__Exercise__
In full and without alteration, write out the records.

◇ ◇ ◇ ◇ ◇

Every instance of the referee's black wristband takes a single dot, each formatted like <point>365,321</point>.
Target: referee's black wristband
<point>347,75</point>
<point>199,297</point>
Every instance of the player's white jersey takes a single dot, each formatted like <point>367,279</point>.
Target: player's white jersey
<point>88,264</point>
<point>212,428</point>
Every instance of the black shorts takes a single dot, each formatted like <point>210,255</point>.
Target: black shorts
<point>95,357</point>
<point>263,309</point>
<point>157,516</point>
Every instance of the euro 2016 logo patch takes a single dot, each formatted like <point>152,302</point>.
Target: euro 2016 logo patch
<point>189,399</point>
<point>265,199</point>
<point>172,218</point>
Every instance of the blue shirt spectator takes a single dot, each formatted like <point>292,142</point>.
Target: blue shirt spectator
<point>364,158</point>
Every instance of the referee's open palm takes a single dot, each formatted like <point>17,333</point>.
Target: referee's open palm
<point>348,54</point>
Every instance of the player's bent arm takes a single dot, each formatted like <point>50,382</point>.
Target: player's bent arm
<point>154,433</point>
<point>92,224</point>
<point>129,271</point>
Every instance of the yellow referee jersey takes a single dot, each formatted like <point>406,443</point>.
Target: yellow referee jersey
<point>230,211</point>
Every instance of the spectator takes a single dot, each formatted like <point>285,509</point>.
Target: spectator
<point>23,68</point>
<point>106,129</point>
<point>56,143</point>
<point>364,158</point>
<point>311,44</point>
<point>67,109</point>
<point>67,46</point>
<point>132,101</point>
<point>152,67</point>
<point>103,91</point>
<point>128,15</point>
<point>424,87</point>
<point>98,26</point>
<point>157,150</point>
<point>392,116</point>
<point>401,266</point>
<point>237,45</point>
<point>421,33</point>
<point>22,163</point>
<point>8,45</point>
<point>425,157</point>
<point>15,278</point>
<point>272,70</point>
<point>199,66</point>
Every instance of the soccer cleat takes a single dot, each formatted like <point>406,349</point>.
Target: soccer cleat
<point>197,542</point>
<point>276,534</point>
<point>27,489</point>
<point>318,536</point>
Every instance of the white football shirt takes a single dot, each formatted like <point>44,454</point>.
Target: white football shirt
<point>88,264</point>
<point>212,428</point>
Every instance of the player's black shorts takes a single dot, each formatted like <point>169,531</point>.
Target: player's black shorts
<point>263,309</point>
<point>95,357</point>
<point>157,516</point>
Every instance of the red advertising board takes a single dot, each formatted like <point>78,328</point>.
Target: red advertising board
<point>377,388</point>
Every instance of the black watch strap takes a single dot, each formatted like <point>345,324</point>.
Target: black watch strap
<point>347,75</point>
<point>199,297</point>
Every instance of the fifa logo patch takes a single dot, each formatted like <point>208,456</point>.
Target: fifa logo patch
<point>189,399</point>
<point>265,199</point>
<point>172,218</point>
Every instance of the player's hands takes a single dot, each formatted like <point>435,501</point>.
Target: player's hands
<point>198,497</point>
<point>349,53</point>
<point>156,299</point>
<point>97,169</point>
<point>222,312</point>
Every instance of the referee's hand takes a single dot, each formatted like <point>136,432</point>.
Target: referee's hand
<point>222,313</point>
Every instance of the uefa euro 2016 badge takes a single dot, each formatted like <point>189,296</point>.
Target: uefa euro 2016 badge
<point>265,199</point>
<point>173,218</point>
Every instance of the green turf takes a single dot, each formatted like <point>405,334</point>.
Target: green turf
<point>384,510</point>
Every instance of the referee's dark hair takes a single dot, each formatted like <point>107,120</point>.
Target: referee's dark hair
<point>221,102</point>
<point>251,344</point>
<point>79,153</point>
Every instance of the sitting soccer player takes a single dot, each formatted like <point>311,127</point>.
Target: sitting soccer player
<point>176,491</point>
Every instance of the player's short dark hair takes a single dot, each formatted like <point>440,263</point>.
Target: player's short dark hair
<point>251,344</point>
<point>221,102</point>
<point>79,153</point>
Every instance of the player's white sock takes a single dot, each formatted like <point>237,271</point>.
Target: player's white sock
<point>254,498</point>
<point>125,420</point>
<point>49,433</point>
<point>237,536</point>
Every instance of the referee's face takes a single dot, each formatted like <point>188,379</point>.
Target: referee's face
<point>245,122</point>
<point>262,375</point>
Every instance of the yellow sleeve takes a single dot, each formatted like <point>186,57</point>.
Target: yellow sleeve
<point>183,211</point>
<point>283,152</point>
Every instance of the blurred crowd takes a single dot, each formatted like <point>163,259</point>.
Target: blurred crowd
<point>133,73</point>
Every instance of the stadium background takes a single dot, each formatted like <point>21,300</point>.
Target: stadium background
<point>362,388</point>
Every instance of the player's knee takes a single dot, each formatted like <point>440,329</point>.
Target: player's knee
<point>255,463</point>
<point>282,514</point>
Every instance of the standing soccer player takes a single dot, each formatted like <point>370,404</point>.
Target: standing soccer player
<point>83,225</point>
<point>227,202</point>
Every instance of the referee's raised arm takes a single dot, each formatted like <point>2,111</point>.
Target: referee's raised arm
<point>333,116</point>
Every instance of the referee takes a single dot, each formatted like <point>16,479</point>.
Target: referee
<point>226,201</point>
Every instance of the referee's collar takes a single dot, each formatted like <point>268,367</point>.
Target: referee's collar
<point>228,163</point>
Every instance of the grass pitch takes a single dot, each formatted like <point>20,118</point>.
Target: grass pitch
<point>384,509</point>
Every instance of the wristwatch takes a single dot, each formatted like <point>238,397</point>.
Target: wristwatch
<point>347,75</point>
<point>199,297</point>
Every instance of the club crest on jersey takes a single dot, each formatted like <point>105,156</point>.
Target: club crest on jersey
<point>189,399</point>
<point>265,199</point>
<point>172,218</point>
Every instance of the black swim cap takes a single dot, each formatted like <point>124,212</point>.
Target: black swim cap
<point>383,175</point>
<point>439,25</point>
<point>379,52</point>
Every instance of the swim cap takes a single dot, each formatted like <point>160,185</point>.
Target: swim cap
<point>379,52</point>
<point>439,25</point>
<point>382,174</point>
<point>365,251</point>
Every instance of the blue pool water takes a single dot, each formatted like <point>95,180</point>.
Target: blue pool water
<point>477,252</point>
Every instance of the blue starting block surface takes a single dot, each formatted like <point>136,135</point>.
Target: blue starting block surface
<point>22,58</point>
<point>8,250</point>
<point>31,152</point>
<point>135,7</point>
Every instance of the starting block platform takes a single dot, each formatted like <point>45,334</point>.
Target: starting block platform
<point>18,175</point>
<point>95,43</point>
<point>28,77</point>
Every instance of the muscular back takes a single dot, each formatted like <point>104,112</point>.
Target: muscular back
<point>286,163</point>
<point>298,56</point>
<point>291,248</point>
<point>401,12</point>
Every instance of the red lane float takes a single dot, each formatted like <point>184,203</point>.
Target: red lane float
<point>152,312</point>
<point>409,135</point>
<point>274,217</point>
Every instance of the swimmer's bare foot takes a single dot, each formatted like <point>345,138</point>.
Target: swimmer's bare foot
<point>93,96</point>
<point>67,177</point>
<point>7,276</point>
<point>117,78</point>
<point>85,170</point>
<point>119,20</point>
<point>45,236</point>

◇ ◇ ◇ ◇ ◇

__Response for this exercise__
Every instance of the referee's black wristband takes a single dot, each formatted like <point>365,321</point>.
Target: referee's black wristband
<point>347,75</point>
<point>199,297</point>
Every instance of the player's white jersey takes a single dot, each formatted like <point>367,279</point>.
Target: player's white jersey
<point>88,264</point>
<point>212,428</point>
Every instance of the black shorts takes a single dot, each formatted like <point>210,255</point>.
Target: black shorts
<point>95,357</point>
<point>263,309</point>
<point>157,516</point>
Every instance of the euro 2016 logo patch takes a single dot, each formatted like <point>152,302</point>.
Target: euro 2016 logo patch
<point>189,399</point>
<point>265,199</point>
<point>172,218</point>
Every instance of the blue shirt spectator takes a single dot, each formatted like <point>292,142</point>.
Target: blue shirt spectator
<point>364,158</point>
Every instance of the referee's open palm takes a single dot, each formatted like <point>17,333</point>.
Target: referee's open palm
<point>348,54</point>
Every instance of the player's bent arm takes a single dot, each formatted like <point>50,382</point>.
Target: player's bent arm
<point>154,433</point>
<point>92,224</point>
<point>129,271</point>
Every instance of the yellow referee jersey takes a single dot, each formatted like <point>406,443</point>.
Target: yellow referee jersey
<point>230,211</point>
Every instance of the spectator takes a single dot, each formatted like <point>285,509</point>.
Target: spectator
<point>23,68</point>
<point>106,129</point>
<point>56,143</point>
<point>364,158</point>
<point>311,44</point>
<point>67,109</point>
<point>67,46</point>
<point>132,101</point>
<point>152,67</point>
<point>103,91</point>
<point>128,15</point>
<point>424,87</point>
<point>98,26</point>
<point>157,150</point>
<point>392,116</point>
<point>401,266</point>
<point>237,45</point>
<point>421,33</point>
<point>22,163</point>
<point>8,45</point>
<point>425,157</point>
<point>15,278</point>
<point>272,70</point>
<point>199,66</point>
Every instance of the soccer cleat takes a single dot, each formatted like <point>406,349</point>.
Target: soccer cleat
<point>197,542</point>
<point>276,534</point>
<point>27,489</point>
<point>318,536</point>
Every instance of the white football shirt takes a single dot, each formatted like <point>44,454</point>.
Target: white football shirt
<point>88,264</point>
<point>212,428</point>
Every instance of the player's black shorts takes a single dot, each formatted like <point>169,531</point>.
Target: player's black shorts
<point>263,309</point>
<point>95,357</point>
<point>157,516</point>
Every instance of the red advertising board takes a single dot, each formatted like <point>78,328</point>.
Target: red advertising board
<point>377,388</point>
Every instance of the black watch strap takes a single dot, each formatted like <point>345,324</point>.
Target: black watch strap
<point>347,75</point>
<point>199,297</point>
Every instance of the fifa logo patch takes a single dot, each formatted like <point>208,456</point>.
Target: fifa logo patch
<point>189,399</point>
<point>265,199</point>
<point>172,218</point>
Every instance of the player's hands takes a single dot, each formatted like <point>435,501</point>.
Target: player's hands
<point>198,497</point>
<point>349,53</point>
<point>156,299</point>
<point>97,169</point>
<point>222,312</point>
Every instance of the referee's hand takes a single dot, each formatted like <point>136,432</point>.
Target: referee's hand
<point>222,313</point>
Every instance of the uefa euro 2016 badge takes a single dot, each formatted like <point>189,296</point>.
Target: uefa euro 2016 badge
<point>265,199</point>
<point>173,218</point>
Every instance of the green turf takes a single dot, each formatted like <point>405,334</point>.
Target: green turf
<point>384,510</point>
Every instance of the referee's dark hair takes a single dot, each formatted like <point>107,120</point>.
Target: referee's dark hair
<point>221,102</point>
<point>251,344</point>
<point>79,153</point>
Every instance of the sitting soccer player takes a single dot, each formatted like <point>311,127</point>.
Target: sitting soccer player
<point>176,491</point>
Every instance of the player's short dark hair takes a single dot, each formatted like <point>440,263</point>.
Target: player's short dark hair
<point>251,344</point>
<point>221,102</point>
<point>79,153</point>
Every instance of the player's white sock takes a single dot, each formatted like <point>237,271</point>.
Target: player's white sock
<point>254,498</point>
<point>125,420</point>
<point>49,433</point>
<point>237,536</point>
Every instance of the referee's face takes a single dot, each formatted like <point>188,379</point>.
Target: referee's face
<point>245,122</point>
<point>262,375</point>
Every instance of the yellow sleeve takes a single dot, each formatted like <point>186,57</point>.
Target: yellow sleeve
<point>183,211</point>
<point>283,152</point>
Every instance of the blurred crowd takes a single dot, each formatted like <point>163,259</point>.
Target: blurred crowd
<point>133,73</point>
Every instance of the stadium background takes a single dot, each formatted like <point>21,300</point>.
Target: stadium background
<point>362,388</point>
Every instance of the player's knee takes a single dot, each formatted like <point>440,329</point>.
Target: player's knee
<point>255,463</point>
<point>282,514</point>
Every instance of the standing soccer player takes a single dot, each formatted like <point>370,404</point>.
Target: standing soccer player
<point>83,225</point>
<point>227,202</point>
Every instance of the referee's raised arm takes a single dot, each formatted like <point>2,111</point>.
Target: referee's raised arm
<point>333,116</point>
Every instance of the referee takes a single dot, each formatted like <point>16,479</point>.
Target: referee
<point>226,201</point>
Every instance of the referee's collar takes a single dot, each formatted like <point>268,367</point>.
Target: referee's collar
<point>228,163</point>
Every instance of the grass pitch takes a single dot, each formatted like <point>20,118</point>.
Target: grass pitch
<point>384,509</point>
Every instance of the wristwatch takes a single dot, each formatted like <point>238,397</point>.
Target: wristwatch
<point>347,75</point>
<point>199,297</point>
Every instance of the club crest on jersey takes a single dot, each formatted like <point>105,156</point>.
Target: club crest on jersey
<point>189,399</point>
<point>265,199</point>
<point>172,218</point>
Every instance of the black swim cap takes a single dot, each formatted like <point>124,212</point>.
Target: black swim cap
<point>383,175</point>
<point>439,25</point>
<point>379,52</point>
Every instance of the swim cap takes a single dot, each formatted like <point>160,185</point>.
Target: swim cap
<point>379,52</point>
<point>439,25</point>
<point>382,174</point>
<point>365,251</point>
Every instance of the blue pool water takes a single dot, each formatted like <point>95,180</point>.
Target: blue pool water
<point>477,252</point>
Every instance of the blue starting block surface takes a single dot, each formatted like <point>136,135</point>.
Target: blue starting block surface
<point>22,58</point>
<point>8,250</point>
<point>31,152</point>
<point>135,7</point>
Every instance of the starting block platform takes a single dot, each formatted like <point>45,334</point>.
Target: starting block platform
<point>18,175</point>
<point>95,43</point>
<point>28,77</point>
Every instance of the muscular back takes a single dot, each formatted like <point>104,112</point>.
Target: muscular back
<point>286,163</point>
<point>298,56</point>
<point>291,248</point>
<point>401,12</point>
Every instance of the red lane float takes a single dot, each formatted like <point>184,203</point>.
Target: red lane float
<point>152,312</point>
<point>409,135</point>
<point>274,217</point>
Every instance of the swimmer's bare foot takes a single dot, each formatted like <point>345,138</point>.
Target: swimmer's bare foot
<point>93,96</point>
<point>67,177</point>
<point>7,276</point>
<point>117,78</point>
<point>85,170</point>
<point>119,20</point>
<point>45,236</point>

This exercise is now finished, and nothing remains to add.